Text zur Analyse:

---

Ich glaube, viele Menschen haben nicht Angst vor dem sterben , sondern vor möglichen Leiden und Schmerzen und abhängig sein davor....


Das ist eine Beobachtung meinerseits...

Lebendige Grüsse

Änne
Das sind zwei Paar Schuhe, das stimmt. Aber die meisten Menschen haben vor beiden Paaren Angst.

Anne, der Mensch ist darauf angelegt, zu überleben und sich vor Schmerz und Leid zu schützen. Und das Schlimmste, was ihm passieren kann, ist Schmerz und Tod. Die meisten Menschen kommten um Schmerz und Leid nicht herum, das ist nun mal die Wahrheit. Und dass wir sterben müssen, weiss jedes Kind, bevor es in die Schule kommt.

Was gibt es da zu beschönigen? Was uns begleitet, je älter wir werden, wünscht sich kein Mensch, weil Leid, Schmerz, Krankheit, Gebrechlichtkeit und der schwere Gang in den Tod nicht wünschenswert sind. Das Gegenteil ist wünschenswert. Aber wir wissen, dass all das kommt und das wir da hindurch müssen.

Die Menschen, die bis ins hohe Alter fit bleiben und im Schlaf selig in die Jagdgründe entschwinden, sind in der absoluten Unterzahl. Das ist eine Gnade, von der niemand weiß, woher sie kommt, die man auch nicht bestellen oder bezahlen kann, die einfach nur ist. Ob verdient oder nicht, spielt keine Rolle.

Jeder Mensch weiß, dass er nicht nur sterblich ist (saudoofer römischer Spruch), sondern dass er "matter of fact" sterben wird. Die meisten Menschen wissen auch aus Erfahrung, Beoabachtung, Hörensagen, Berichterstatung usw., dass das Sterben ein ziemlich grausamer Prozess ist.

Also weshalb - in Gottes oder Dreiteufelsamen - soll ein Menschenkind nicht davon träumen, dieser Feuerprobe zu entgehen und seinen schönen und vollkommen Körper sowie seinen mit Wisssen vollgepumpten Geist der Ewigkeit zu vermachen, indem er ewig leben will?

---

Datensatzauszüge:
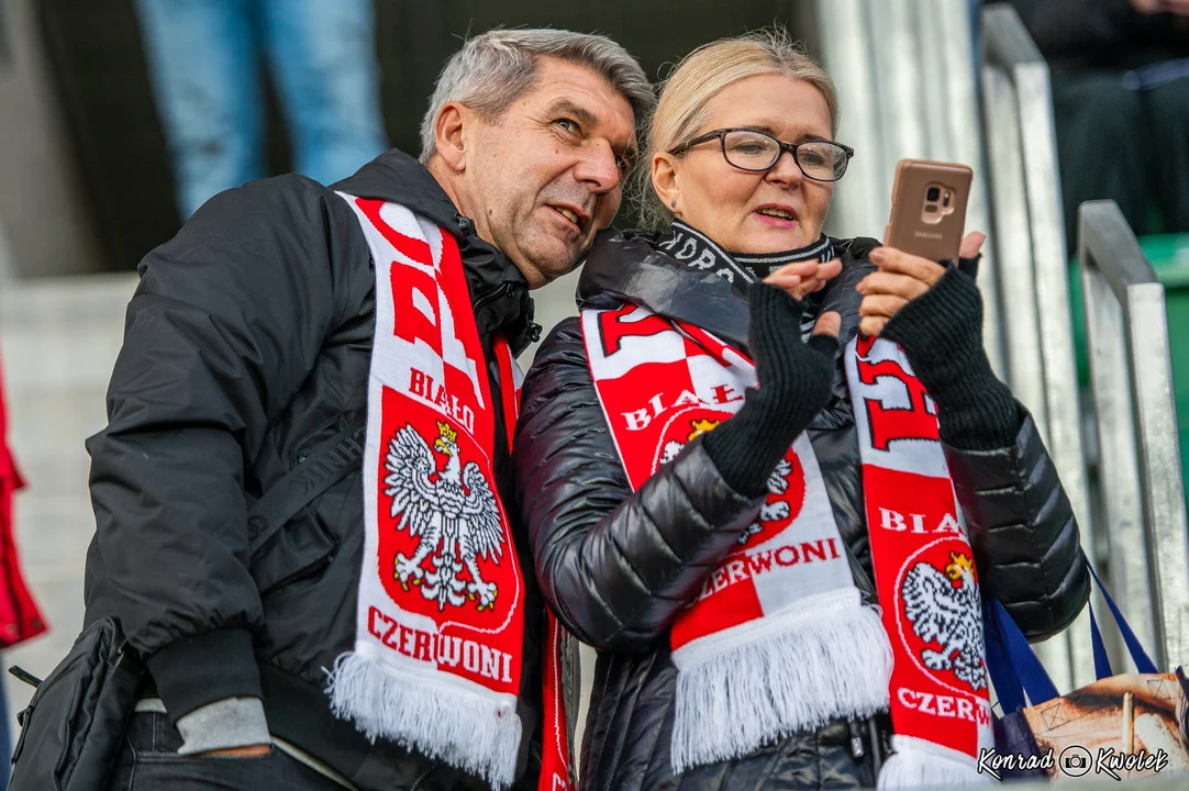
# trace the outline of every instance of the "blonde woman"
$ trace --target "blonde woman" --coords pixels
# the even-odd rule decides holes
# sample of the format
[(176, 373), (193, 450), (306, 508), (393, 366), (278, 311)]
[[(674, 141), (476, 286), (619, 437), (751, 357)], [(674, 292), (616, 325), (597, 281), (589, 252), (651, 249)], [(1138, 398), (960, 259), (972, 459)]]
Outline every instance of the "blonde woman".
[(781, 34), (675, 69), (652, 232), (604, 233), (514, 453), (549, 605), (598, 649), (580, 787), (960, 787), (993, 745), (981, 603), (1087, 601), (1078, 528), (960, 262), (822, 232), (854, 151)]

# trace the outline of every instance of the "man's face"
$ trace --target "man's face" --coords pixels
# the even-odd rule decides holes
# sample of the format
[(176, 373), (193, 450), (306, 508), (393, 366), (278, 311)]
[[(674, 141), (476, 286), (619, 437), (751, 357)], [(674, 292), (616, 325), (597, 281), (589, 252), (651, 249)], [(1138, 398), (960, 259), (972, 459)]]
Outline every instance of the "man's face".
[(611, 224), (636, 156), (634, 121), (602, 75), (552, 57), (497, 121), (468, 114), (460, 208), (530, 288), (573, 270)]

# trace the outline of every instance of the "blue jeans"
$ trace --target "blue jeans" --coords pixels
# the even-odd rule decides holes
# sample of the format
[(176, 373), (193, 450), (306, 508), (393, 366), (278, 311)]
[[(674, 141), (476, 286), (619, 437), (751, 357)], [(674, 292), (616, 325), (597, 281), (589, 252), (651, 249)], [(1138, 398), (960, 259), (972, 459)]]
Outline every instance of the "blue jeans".
[(265, 64), (294, 170), (323, 184), (388, 149), (372, 0), (138, 0), (178, 211), (265, 175)]
[(344, 791), (279, 747), (259, 758), (220, 758), (178, 755), (181, 746), (164, 714), (132, 715), (106, 791)]

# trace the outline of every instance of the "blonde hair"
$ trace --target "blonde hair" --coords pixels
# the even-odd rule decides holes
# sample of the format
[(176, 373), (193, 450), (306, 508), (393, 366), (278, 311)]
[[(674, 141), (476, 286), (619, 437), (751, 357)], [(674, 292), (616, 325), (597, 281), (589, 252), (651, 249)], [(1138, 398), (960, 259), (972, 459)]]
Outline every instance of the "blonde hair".
[(837, 133), (838, 95), (833, 80), (785, 29), (765, 29), (704, 44), (685, 56), (661, 83), (660, 101), (648, 125), (648, 147), (630, 190), (642, 227), (660, 231), (673, 221), (673, 213), (653, 189), (653, 155), (693, 139), (706, 123), (711, 100), (724, 88), (765, 74), (804, 80), (817, 88), (830, 111), (830, 133)]

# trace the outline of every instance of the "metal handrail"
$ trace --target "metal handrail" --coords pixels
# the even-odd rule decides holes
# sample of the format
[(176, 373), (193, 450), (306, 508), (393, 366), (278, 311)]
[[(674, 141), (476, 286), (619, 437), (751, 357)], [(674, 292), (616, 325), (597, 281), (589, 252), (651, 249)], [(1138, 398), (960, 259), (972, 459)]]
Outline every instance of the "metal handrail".
[[(1031, 412), (1094, 555), (1049, 67), (1015, 10), (982, 11), (982, 100), (1006, 379)], [(1094, 680), (1088, 613), (1037, 646), (1058, 689)]]
[(1077, 219), (1111, 585), (1171, 668), (1189, 661), (1189, 522), (1164, 287), (1114, 201)]

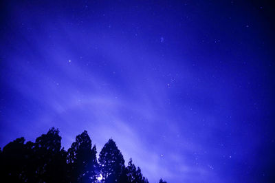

---

Ihre Aufgabe: Geben Sie den Abschnitt des Texts zur Analyse von „Lebendige Grüsse“ bis „da hindurch müssen.“ erneut wieder. Tauschen Sie darin „Leid“ gegen „Kummer“ aus.

Antwortfeld:
Lebendige Grüsse

Änne
Das sind zwei Paar Schuhe, das stimmt. Aber die meisten Menschen haben vor beiden Paaren Angst.

Anne, der Mensch ist darauf angelegt, zu überleben und sich vor Schmerz und Kummer zu schützen. Und das Schlimmste, was ihm passieren kann, ist Schmerz und Tod. Die meisten Menschen kommten um Schmerz und Kummer nicht herum, das ist nun mal die Wahrheit. Und dass wir sterben müssen, weiss jedes Kind, bevor es in die Schule kommt.

Was gibt es da zu beschönigen? Was uns begleitet, je älter wir werden, wünscht sich kein Mensch, weil Kummer, Schmerz, Krankheit, Gebrechlichtkeit und der schwere Gang in den Tod nicht wünschenswert sind. Das Gegenteil ist wünschenswert. Aber wir wissen, dass all das kommt und das wir da hindurch müssen.